Der „Geist von Kreuth“ blieb in der Flasche

Denn in der Koalition der Uneinigen bleibt nur der Stillstand als kleinster gemeinsamer Nenner. Gabriel weist alle Schuld der CSU zu. Die von den Bayern zuerst auf die Agenda gesetzten Transitzonen seien „ein in der Praxis unsinniges und auch noch unnötiges Verfahren“. Das zeigt, daß Gabriel ein Teil des Problems und nicht der Lösung ist, auch wenn er das mit seinem Anspruch auf die Kanzlerkandidatur suggerieren will. 

Um so mehr erstaunt die Wende des bayerischen Ministerpräsidenten. Fühlte sich Seehofer noch vor einigen Tagen als Speerspitze eines Aufstands gegen die Bundeskanzlerin, so schwand der bayerische Widerstand über Allerheiligen wie der Schnee in der Frühlingssonne. Der „Geist von Kreuth“ blieb da, wo er seit 1976 ist: in der Flasche.

Zu historischen Taten ist die CSU schon lange nicht mehr fähig. In der mittleren Führungsriege sind kaum noch Unterschiede zu CDU-Politikern auszumachen. Die seinerzeit von Franz Josef Strauß angedachte Taktik „Getrennt marschieren – vereint schlagen“ wäre heute sinn- und erfolglos, weil die größten Unterschiede zwischen den Schwesterparteien in der den „Nordlichtern“ fremden bayerischen Folklore bestehen. Die Unionsschwestern sind siamesisch geworden. 

Seehofer hat Ende November einen Wahlparteitag vor sich und will – letztmalig kandidierend – ein anständiges Ergebnis. So schloß er mit Merkel Frieden: „Wir sind zu einer klaren Vereinbarung gekommen, schriftlich niedergelegt, daß die Flüchtlingszahlen zu reduzieren sind.“ Er sei „im Moment zufrieden“. CDU und CSU vereinbarten außerdem die schnelle Einrichtung von Transitzonen und die Aufnahme von Verhandlungen mit der Türkei mit dem Ziel der Reduzierung des Flüchtlingsstroms über die Ägäis. Außerdem sollen in Afghanistan, wo gerade die ganz große Reisewelle nach Deutschland beginnt, sichere Schutzzonen für Flüchtlinge eingerichtet werden. Seehofer tat so, als wenn hier Regierungsziele formuliert worden wären. Merkel auch. Doch Gabriel und die SPD sind nicht mit von der Partie. Es sei ein Trauerspiel, daß die Große Koalition trotz der Flüchtlingskrise „zerstritten und handlungsunfähig“ sei, erklärte die Vorsitzende der Linksfraktion, Sahra Wagenknecht.

Selbst Wolfgang Bosbach rief zur Einigkeit auf

Blind für die Realität in Deutschland macht die Berliner Politik weiter, als gebe es weder Probleme mit den Masseneinreisen nach Deutschland, weder die nach wie vor schwelende Griechenland-Krise, noch den faktischen Zerfall der EU. Sang- und klanglos wird auch das Ziel der neuverschuldungsfreien Staatshaushalte kassiert. Geld für ständig neue Kredite druckt die Europäische Zentralbank und gibt es den Regierungen für deren Schuldenpartys kostenlos.

+++

▶ [ZIEL DER ÜBUNG]
Gib bitte den Text über die CSU wortgetreu wieder, alles von „Blind für die“ bis hinunter zu „deren Schuldenpartys kostenlos.“. Die Datensätze haben mit dem Text über die CSU nichts zu tun.

+++

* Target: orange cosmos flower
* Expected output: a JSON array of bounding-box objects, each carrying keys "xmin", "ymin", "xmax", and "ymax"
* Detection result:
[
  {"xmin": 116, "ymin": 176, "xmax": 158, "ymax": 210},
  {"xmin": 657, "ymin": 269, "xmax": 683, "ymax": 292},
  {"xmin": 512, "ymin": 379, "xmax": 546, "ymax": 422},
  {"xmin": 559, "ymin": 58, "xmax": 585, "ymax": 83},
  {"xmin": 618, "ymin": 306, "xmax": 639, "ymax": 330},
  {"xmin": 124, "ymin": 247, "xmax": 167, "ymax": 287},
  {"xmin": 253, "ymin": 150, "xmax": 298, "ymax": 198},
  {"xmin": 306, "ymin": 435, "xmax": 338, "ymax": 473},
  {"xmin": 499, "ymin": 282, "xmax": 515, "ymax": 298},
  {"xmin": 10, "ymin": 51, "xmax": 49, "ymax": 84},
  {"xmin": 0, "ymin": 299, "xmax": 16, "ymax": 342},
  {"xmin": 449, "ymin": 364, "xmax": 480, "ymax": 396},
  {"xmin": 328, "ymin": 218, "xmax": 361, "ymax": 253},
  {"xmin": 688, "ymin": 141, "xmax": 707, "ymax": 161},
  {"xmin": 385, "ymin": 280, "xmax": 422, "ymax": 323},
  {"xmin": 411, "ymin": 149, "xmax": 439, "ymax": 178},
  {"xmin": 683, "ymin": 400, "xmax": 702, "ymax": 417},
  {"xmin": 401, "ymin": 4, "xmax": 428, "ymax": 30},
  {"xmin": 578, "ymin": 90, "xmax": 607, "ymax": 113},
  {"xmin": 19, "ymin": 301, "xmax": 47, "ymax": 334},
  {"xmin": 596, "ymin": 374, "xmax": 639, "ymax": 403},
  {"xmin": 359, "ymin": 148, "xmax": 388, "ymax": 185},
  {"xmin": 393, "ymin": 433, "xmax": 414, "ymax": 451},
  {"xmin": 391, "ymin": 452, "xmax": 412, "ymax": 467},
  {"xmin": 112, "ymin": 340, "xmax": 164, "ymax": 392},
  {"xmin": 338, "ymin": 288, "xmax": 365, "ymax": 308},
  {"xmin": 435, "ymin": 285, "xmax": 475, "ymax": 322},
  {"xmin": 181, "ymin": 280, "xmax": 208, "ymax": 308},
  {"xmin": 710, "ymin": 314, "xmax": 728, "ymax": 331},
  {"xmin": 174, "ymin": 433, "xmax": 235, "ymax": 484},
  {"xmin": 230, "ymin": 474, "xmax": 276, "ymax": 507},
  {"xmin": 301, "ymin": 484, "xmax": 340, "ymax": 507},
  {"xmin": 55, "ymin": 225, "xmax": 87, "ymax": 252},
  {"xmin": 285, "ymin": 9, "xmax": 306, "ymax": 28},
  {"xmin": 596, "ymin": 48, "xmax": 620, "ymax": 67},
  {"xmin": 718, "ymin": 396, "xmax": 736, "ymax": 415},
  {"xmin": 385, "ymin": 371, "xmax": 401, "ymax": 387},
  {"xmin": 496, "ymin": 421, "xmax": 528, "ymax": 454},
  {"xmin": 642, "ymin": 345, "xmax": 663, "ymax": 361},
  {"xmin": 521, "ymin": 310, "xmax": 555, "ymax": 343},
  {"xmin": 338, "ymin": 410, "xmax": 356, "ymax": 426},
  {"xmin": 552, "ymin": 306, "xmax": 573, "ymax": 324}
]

+++

▶ [AUSGABE UNTEN]
Blind für die Realität in Deutschland macht die Berliner Politik weiter, als gebe es weder Probleme mit den Masseneinreisen nach Deutschland, weder die nach wie vor schwelende Griechenland-Krise, noch den faktischen Zerfall der EU. Sang- und klanglos wird auch das Ziel der neuverschuldungsfreien Staatshaushalte kassiert. Geld für ständig neue Kredite druckt die Europäische Zentralbank und gibt es den Regierungen für deren Schuldenpartys kostenlos.